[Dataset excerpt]
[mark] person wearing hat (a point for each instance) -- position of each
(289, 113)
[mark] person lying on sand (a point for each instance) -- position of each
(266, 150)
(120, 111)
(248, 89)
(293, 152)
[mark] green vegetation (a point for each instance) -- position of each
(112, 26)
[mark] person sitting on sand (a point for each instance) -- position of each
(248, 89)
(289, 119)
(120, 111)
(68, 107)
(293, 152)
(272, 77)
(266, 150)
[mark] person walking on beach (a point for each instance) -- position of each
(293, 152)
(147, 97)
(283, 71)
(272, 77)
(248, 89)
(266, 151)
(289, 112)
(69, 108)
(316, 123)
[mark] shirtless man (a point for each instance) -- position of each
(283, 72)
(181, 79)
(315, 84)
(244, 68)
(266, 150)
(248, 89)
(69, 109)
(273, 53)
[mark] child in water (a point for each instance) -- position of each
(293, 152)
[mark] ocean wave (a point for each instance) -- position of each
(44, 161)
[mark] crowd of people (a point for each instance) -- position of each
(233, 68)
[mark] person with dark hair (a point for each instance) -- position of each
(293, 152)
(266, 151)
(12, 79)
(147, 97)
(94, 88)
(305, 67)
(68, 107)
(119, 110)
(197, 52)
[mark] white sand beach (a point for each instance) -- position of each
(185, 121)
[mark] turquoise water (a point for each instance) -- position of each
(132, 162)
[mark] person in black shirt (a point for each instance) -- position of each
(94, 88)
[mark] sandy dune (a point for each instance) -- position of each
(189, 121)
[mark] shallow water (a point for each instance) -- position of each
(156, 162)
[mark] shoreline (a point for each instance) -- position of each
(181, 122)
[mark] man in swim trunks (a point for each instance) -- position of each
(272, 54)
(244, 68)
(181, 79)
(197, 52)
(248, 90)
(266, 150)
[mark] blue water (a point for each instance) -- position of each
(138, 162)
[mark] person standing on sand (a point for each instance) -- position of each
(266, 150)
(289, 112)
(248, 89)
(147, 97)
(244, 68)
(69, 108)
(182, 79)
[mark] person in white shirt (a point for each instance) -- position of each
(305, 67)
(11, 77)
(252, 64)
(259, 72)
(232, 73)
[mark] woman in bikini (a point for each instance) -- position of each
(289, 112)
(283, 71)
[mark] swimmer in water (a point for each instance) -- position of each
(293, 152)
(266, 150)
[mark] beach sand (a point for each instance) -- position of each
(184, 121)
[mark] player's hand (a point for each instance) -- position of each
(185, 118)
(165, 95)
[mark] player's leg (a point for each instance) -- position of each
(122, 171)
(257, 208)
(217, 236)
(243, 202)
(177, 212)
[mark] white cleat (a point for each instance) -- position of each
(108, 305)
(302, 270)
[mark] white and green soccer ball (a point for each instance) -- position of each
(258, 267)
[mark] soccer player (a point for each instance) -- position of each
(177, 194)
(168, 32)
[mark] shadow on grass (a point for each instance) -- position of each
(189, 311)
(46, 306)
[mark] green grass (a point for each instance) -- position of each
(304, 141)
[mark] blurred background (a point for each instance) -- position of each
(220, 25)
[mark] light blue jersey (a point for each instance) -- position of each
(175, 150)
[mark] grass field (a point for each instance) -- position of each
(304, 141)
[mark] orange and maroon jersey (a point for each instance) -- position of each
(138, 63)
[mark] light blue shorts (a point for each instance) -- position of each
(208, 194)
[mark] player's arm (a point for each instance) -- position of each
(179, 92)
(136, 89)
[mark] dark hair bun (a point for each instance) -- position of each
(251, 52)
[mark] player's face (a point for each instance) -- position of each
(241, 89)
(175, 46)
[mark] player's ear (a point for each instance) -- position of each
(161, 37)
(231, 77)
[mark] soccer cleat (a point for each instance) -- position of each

§ TO BE DONE: Copy the part of the material that opens with the line containing "[mark] player's arm" and closes at the end of the material, with both ends included.

§ WORKED SOLUTION:
[mark] player's arm (a point for each instance) -- position of each
(179, 92)
(136, 89)
[mark] dark hair bun (a point for each instance) -- position of each
(251, 52)
[mark] player's face (a point for each instance) -- position of each
(241, 89)
(175, 46)
[mark] player's ear (a point for each instance) -- position of each
(161, 37)
(231, 77)
[mark] soccer cleat (a point for each instance) -- position of each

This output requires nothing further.